Work task:
Reproduce the whole exhibition text on The Conch Shell below, word for word.

Extract to read:
<<<<

THE CONCH SHELL at SUPRAINFINIT gallery / Bucharest

THE CONCH SHELL / Thea Gvetadze, Maria Schumacher, TZUSOO

June 18 - July 24, 2021

SUPRAINFINIT gallery, Bucharest





















Image courtesy:  Thea Gvetadze and LC Queisser, Tbilisi, Maria Schumacher and SUPRAINFINIT, Bucharest,TZUSOO and SUPRAINFINIT, Bucharest

Photo credits: New Folder Studio 

 

At the bottom of the coffee cup, future(s) and past(s) are interpreted through certain symbols that are shaped while turning the coffee cup upside down. The mountain and the meerkat, leveling each other out, is a metaphor for a symbol that appeared in Thea’s coffee cup years ago. In 2007, inhabited by a geographical nostalgia the artist did a series of small, fugitive works named future telling paintings. It is told that in Batumi, Western Georgia, people turn the coffee cups they drink daily, it became almost a ritual, a way of connecting to the near future by reading symbols in the coffee cup. The animal that stands in Future telling, facing the open mountain, in a seemingly obsolete and mysterious landscape, translates the observation of one’s destiny that is yet to unfold. 

In Georgia, the Khvamli or Khomli mountain has several historical caves, one in which Prometheus, the titan god of fire, was punished. 

 

Maria Schumacher’s large black and red painting creates a cavernous space or a fragment of a more figurative Tetris game. She made it during the pandemic, where the symbol of the cave chameleonically unearthed itself in many domestic environments. The ludic and split lines of the painting, the Brâncusian shapes that almost exceed the red grid of the canvas, the organic and uncontrolled contours permeate the everyday breathing, body movement, and synchronization during paralyzed times.

>>>>

Given information:
<<<<

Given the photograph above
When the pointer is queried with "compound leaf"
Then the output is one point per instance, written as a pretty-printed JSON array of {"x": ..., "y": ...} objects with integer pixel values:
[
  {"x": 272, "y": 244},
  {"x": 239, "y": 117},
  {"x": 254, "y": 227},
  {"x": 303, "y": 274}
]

>>>>

The answer:
THE CONCH SHELL at SUPRAINFINIT gallery / Bucharest

THE CONCH SHELL / Thea Gvetadze, Maria Schumacher, TZUSOO

June 18 - July 24, 2021

SUPRAINFINIT gallery, Bucharest





















Image courtesy:  Thea Gvetadze and LC Queisser, Tbilisi, Maria Schumacher and SUPRAINFINIT, Bucharest,TZUSOO and SUPRAINFINIT, Bucharest

Photo credits: New Folder Studio 

 

At the bottom of the coffee cup, future(s) and past(s) are interpreted through certain symbols that are shaped while turning the coffee cup upside down. The mountain and the meerkat, leveling each other out, is a metaphor for a symbol that appeared in Thea’s coffee cup years ago. In 2007, inhabited by a geographical nostalgia the artist did a series of small, fugitive works named future telling paintings. It is told that in Batumi, Western Georgia, people turn the coffee cups they drink daily, it became almost a ritual, a way of connecting to the near future by reading symbols in the coffee cup. The animal that stands in Future telling, facing the open mountain, in a seemingly obsolete and mysterious landscape, translates the observation of one’s destiny that is yet to unfold. 

In Georgia, the Khvamli or Khomli mountain has several historical caves, one in which Prometheus, the titan god of fire, was punished. 

 

Maria Schumacher’s large black and red painting creates a cavernous space or a fragment of a more figurative Tetris game. She made it during the pandemic, where the symbol of the cave chameleonically unearthed itself in many domestic environments. The ludic and split lines of the painting, the Brâncusian shapes that almost exceed the red grid of the canvas, the organic and uncontrolled contours permeate the everyday breathing, body movement, and synchronization during paralyzed times.